- _Things to do_:
A. In the COVID-19 immune-evasion passage below, which members of the coronavirus family does the final paragraph name as targets of the broad spectrum antivirals under study?
B. Repeat word for word the part of the COVID-19 immune-evasion passage below that opens with the words containing "Scientists are learning" and closes with "and Innovation Center.".

- _Text passage_:
--- --- ---
A scientist talks about her research showing how COVID-19 sneaks by the immune system's first line of defense.
Credit: File image

Scientists are learning more about COVID-19 every day. One recent study sheds some light on how the virus manipulates and evades the immune system as soon as someone is infected.

“I sometimes compare it with an alarm system in our house. So basically the invader, in this case the COVID-19 virus, disables the alarm system in the house and thereby can freely replicate in the human body and spread,” said Michaela Gack, PhD, Director of Cleveland Clinic Florida’s Research and Innovation Center.

Her team found that one of the enzymes inside COVID-19 disables a key sensor protein in the body. This sensor protein typically alerts the immune system within minutes of detecting a viral invader, but COVID-19 shuts it down.

Dr. Gack said most viruses try to inhibit the immune system but each does so differently.

She adds COVID-19’s evasion technique appears to be unique. It also provides a target for developing therapies to fight the virus.

“Targeting this enzyme of COVID -19 of the virus would actually on the one hand directly block the virus, but it would also restore or even boost our immune system. So it would have this dual function, what I believe, could be very beneficial in terms of therapeutics,” explained Dr. Gack.

She and her research team are currently looking into broad spectrum antivirals that not only target COVID-19, but the entire family of coronaviruses, including SARS, MERS and the common cold.
--- --- ---
- _Raw data_:

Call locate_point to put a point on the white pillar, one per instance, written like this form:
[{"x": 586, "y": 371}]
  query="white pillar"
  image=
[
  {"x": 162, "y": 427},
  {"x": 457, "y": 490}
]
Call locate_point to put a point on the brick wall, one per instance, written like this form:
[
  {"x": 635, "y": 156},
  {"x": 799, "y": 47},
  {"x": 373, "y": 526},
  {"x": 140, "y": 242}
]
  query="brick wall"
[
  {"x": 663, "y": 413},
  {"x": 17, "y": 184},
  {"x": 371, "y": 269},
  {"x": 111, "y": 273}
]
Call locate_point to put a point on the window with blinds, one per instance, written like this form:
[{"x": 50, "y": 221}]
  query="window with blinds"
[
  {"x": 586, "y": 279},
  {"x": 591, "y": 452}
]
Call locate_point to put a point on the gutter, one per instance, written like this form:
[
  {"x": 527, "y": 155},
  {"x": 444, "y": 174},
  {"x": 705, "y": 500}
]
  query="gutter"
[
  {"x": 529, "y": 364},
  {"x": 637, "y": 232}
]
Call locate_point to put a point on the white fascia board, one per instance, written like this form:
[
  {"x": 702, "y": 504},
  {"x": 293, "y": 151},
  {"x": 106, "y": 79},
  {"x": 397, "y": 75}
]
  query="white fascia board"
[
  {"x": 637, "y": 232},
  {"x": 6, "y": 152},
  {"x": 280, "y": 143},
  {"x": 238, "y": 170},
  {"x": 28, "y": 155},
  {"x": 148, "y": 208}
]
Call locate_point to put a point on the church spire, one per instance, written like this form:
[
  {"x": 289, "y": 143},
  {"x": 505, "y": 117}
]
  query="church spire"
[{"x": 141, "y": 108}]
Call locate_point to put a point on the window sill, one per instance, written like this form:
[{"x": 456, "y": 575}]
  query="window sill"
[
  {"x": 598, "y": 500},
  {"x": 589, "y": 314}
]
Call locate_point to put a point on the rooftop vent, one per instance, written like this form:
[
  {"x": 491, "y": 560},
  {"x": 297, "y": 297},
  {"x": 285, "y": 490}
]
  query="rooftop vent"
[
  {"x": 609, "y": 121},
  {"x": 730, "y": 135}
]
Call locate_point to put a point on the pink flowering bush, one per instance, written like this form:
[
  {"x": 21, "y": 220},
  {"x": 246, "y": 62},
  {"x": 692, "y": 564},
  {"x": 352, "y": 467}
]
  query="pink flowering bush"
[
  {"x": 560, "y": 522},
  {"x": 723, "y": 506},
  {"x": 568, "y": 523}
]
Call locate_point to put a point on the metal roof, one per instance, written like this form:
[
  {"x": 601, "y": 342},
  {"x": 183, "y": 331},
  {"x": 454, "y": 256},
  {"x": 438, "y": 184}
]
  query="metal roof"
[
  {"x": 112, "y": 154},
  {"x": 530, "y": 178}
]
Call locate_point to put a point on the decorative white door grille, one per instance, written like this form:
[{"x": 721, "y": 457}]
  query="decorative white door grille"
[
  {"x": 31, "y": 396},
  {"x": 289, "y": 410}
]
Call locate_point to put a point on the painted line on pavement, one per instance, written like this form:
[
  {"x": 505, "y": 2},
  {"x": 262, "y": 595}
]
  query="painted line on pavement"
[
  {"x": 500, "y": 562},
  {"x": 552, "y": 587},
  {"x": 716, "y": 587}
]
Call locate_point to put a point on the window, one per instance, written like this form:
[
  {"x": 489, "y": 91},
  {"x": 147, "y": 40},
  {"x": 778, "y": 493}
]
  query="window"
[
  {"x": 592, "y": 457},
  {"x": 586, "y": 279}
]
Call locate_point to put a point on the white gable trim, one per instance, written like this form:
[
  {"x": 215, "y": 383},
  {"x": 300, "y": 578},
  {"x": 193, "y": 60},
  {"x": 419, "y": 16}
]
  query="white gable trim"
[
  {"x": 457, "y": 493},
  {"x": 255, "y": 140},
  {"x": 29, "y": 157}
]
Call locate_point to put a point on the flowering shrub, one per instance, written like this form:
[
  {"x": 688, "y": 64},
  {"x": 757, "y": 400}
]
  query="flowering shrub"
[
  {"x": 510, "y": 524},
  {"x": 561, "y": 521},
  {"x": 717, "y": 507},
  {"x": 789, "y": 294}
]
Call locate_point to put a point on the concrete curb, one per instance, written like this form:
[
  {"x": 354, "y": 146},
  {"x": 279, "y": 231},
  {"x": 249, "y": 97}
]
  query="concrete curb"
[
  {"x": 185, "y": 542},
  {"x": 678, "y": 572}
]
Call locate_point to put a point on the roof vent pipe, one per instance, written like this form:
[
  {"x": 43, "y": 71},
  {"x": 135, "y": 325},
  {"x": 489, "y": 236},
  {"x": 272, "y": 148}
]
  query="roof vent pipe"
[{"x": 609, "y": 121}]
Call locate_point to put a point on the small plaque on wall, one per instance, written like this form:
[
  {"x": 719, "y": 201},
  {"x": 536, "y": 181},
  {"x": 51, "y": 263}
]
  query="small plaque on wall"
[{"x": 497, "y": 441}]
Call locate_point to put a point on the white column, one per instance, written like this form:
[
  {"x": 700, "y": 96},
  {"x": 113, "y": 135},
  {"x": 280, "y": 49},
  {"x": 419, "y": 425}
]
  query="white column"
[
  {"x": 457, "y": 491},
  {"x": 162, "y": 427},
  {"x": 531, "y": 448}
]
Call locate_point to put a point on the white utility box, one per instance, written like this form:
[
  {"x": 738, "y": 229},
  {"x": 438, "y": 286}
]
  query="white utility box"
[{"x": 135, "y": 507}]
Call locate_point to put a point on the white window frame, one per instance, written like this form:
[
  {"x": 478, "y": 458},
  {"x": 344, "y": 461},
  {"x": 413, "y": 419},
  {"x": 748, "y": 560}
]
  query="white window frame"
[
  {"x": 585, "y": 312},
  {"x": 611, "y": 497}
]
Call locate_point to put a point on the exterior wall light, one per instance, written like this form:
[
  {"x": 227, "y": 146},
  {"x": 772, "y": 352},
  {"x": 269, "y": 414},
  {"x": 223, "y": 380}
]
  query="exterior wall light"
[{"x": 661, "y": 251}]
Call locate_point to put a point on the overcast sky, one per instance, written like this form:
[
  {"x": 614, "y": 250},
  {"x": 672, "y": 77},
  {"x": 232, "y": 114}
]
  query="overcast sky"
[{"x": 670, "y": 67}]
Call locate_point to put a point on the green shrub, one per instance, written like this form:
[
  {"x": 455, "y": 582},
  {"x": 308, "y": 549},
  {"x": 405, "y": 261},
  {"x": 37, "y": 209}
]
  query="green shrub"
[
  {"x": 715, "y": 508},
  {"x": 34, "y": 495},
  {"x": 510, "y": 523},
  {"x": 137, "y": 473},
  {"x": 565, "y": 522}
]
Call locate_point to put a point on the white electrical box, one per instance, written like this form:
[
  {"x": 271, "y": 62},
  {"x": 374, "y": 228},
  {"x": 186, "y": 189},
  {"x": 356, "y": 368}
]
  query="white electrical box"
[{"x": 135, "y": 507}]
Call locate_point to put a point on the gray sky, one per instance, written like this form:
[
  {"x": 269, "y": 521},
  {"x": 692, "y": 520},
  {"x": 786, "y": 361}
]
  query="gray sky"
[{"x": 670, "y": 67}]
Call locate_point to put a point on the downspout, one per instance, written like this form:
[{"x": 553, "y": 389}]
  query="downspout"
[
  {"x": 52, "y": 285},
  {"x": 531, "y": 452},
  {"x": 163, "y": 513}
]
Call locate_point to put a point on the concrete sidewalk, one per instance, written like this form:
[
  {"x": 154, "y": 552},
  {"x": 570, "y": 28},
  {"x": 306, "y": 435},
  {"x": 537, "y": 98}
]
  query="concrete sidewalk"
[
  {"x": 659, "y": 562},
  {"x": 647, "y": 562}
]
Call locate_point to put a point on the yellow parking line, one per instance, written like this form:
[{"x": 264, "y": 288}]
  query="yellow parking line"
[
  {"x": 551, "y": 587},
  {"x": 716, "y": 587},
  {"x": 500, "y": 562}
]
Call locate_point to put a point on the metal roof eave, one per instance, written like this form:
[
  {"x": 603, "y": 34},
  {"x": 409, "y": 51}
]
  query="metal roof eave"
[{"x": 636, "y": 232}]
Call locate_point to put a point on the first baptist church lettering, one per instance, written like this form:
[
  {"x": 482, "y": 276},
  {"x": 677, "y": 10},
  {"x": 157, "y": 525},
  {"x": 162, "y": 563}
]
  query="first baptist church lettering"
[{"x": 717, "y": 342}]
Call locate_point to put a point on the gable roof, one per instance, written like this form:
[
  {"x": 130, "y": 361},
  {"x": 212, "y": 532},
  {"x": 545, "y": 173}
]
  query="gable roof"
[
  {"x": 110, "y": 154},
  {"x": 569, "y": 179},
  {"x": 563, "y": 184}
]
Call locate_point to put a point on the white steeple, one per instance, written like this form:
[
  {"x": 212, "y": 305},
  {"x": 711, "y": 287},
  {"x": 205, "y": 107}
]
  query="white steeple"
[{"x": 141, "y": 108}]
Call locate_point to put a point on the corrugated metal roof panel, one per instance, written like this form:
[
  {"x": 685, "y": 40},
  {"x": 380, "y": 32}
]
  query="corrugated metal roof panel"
--- --- ---
- _Exercise results_:
A. SARS, MERS and the common cold

B.
Scientists are learning more about COVID-19 every day. One recent study sheds some light on how the virus manipulates and evades the immune system as soon as someone is infected.

“I sometimes compare it with an alarm system in our house. So basically the invader, in this case the COVID-19 virus, disables the alarm system in the house and thereby can freely replicate in the human body and spread,” said Michaela Gack, PhD, Director of Cleveland Clinic Florida’s Research and Innovation Center.